# Trecho do texto:

━━━━━━━━━━

Comecei a escalar tarde, com 25 anos. Não imaginava que através da escalada, eu fosse ter um dos encontros e descobertas mais espetaculares de minha vida.
Era 30 de abril de 2005. Minha primeira viagem para escalar no Rio de Janeiro. O plano era encontrar uns amigos e amigos de amigos no Grajaú e, escalar o Perdido do Andaraí. Lembro, com todos os detalhes do nosso primeiro encontro. Foi uma experiência incrivelmente forte.
À medida em que nos olhávamos, muitas sensações novas começavam a chegar dentro de mim. Naquele instante, todas as pessoas e o lugar inteiro desapareceu e, pela primeira vez, eu tive essa visualização totalmente incompreensível e, no entanto, absurdamente impactante: um túnel estreito de energia, de cor azul reluzente se formou entre ele e eu.
Não entendi nada. Também não pensei nada. Mas ficou dentro de mim uma inquietação enorme. Não sei quanto tempo aquela imagem durou. Junto com isto, veio o pensamento: " nossa! Ele isso realmente existe!"
Naquele dia e no seguinte só pude sentir o efeito muito agradável de uma mudança interna extremamente saborosa. Logo surgiu uma grande excitação e entusiasmo em se descobrir e, ao mesmo tempo re-conhecer um ao outro, pois o movimento foi recíproco. Era muito esquisita esta sensação de como se, no fundo, a gente estava se reencontrando.

━━━━━━━━━━

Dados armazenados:
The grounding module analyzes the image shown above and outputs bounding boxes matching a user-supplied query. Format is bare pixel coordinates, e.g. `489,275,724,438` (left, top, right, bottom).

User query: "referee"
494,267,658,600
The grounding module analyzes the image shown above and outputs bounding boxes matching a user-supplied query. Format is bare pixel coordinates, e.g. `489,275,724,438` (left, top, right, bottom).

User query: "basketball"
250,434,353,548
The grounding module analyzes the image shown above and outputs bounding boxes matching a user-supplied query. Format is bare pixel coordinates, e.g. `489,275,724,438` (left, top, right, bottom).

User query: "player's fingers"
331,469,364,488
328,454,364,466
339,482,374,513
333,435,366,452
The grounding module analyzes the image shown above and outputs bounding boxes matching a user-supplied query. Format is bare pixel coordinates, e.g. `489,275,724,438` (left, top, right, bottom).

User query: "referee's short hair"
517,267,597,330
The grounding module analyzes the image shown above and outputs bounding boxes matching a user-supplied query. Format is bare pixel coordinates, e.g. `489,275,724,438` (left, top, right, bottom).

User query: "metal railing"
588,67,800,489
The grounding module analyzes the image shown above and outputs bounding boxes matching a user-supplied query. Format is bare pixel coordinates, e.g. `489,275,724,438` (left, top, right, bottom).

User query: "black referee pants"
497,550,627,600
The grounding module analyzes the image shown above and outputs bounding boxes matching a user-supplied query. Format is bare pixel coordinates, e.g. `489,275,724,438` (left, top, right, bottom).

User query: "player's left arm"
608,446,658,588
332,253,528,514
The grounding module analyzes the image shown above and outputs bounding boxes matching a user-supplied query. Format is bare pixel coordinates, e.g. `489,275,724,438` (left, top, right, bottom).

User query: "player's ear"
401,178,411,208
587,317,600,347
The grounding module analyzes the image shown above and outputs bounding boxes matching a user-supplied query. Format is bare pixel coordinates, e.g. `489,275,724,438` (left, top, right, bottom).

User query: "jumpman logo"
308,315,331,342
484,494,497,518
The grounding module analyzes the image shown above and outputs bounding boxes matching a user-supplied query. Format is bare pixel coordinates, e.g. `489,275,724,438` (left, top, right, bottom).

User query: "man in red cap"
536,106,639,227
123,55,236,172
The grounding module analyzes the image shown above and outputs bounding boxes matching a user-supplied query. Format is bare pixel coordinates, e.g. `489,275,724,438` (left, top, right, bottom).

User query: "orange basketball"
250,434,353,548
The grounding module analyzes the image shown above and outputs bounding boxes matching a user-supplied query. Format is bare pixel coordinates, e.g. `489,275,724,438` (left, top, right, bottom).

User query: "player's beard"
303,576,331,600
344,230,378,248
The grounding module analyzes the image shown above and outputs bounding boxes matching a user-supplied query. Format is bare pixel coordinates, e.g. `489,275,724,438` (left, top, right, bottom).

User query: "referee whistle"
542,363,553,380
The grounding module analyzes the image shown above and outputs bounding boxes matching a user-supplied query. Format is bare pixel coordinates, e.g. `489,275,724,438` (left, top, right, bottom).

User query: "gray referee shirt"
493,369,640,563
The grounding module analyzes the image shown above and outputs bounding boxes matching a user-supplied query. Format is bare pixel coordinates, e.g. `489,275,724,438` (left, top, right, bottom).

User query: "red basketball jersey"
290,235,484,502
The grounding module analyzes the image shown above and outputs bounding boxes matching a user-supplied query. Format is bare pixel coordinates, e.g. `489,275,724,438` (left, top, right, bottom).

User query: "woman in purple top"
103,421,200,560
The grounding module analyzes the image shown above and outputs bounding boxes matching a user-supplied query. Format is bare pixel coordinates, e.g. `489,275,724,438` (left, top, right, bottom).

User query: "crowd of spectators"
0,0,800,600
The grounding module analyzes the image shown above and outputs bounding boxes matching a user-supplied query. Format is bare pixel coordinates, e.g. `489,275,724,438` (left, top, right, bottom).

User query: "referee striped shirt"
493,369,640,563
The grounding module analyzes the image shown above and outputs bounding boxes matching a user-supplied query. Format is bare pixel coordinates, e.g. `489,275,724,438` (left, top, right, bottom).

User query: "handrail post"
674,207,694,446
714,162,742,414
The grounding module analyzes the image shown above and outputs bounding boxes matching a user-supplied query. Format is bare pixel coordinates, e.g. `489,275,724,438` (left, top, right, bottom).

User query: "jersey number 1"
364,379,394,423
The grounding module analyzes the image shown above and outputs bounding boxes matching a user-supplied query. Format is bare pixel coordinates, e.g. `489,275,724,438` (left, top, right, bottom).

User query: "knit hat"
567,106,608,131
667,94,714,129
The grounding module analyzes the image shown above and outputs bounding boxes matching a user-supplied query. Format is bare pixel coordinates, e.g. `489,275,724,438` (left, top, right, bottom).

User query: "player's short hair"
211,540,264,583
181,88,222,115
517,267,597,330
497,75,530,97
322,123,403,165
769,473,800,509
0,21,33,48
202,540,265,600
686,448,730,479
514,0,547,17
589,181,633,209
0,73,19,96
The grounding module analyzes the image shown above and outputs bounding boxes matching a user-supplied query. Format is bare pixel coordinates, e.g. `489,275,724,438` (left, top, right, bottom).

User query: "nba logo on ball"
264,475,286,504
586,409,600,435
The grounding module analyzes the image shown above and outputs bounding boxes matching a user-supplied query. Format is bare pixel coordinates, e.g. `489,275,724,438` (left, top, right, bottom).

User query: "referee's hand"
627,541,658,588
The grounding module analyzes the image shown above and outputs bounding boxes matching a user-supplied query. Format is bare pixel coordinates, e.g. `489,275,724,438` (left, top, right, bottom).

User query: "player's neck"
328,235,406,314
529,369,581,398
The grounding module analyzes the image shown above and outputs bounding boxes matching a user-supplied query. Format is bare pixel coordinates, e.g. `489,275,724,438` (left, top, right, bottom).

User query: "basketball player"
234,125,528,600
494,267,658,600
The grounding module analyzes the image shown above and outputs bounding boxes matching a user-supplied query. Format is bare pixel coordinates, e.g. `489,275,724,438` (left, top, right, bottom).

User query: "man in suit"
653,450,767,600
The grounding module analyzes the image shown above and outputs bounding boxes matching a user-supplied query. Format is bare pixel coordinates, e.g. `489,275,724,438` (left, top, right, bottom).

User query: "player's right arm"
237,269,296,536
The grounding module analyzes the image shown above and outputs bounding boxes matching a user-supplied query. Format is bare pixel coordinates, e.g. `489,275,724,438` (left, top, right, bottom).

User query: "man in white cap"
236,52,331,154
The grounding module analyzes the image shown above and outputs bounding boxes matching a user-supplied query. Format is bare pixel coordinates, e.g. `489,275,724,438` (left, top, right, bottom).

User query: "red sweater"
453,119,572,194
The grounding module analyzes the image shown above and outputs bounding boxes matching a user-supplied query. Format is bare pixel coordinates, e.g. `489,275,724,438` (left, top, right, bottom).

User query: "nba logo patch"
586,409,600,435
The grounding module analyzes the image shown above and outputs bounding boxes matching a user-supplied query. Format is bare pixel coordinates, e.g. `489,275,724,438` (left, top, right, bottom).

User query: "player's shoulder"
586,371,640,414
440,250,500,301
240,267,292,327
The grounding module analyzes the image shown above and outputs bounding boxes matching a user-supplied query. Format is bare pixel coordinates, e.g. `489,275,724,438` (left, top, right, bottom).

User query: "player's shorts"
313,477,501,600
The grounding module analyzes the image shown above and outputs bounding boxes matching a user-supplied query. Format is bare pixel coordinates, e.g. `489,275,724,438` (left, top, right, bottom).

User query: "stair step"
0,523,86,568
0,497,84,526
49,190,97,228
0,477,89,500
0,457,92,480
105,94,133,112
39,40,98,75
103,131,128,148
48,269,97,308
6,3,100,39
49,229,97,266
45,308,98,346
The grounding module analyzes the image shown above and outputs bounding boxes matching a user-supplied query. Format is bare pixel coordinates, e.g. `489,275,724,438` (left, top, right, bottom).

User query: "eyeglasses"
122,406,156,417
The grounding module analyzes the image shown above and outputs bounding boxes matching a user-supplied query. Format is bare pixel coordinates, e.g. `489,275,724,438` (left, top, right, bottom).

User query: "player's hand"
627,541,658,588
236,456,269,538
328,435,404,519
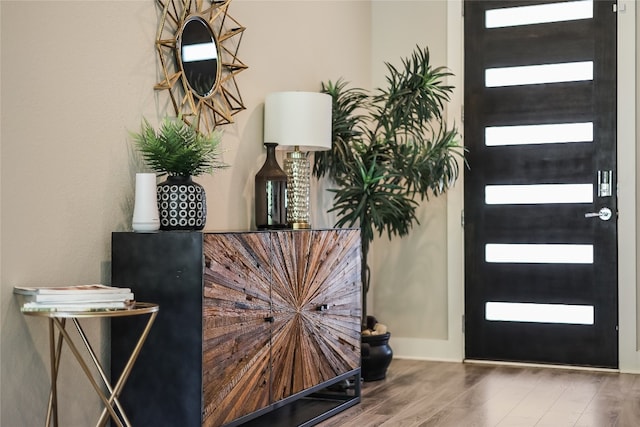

━━━━━━━━━━

# Instruções da tarefa:
Liste todos os nomes próprios de lugares que aparecem no relato sobre escalada. Os registros não têm nenhum papel aqui.

# Resultado:
Rio de Janeiro, Grajaú, Perdido do Andaraí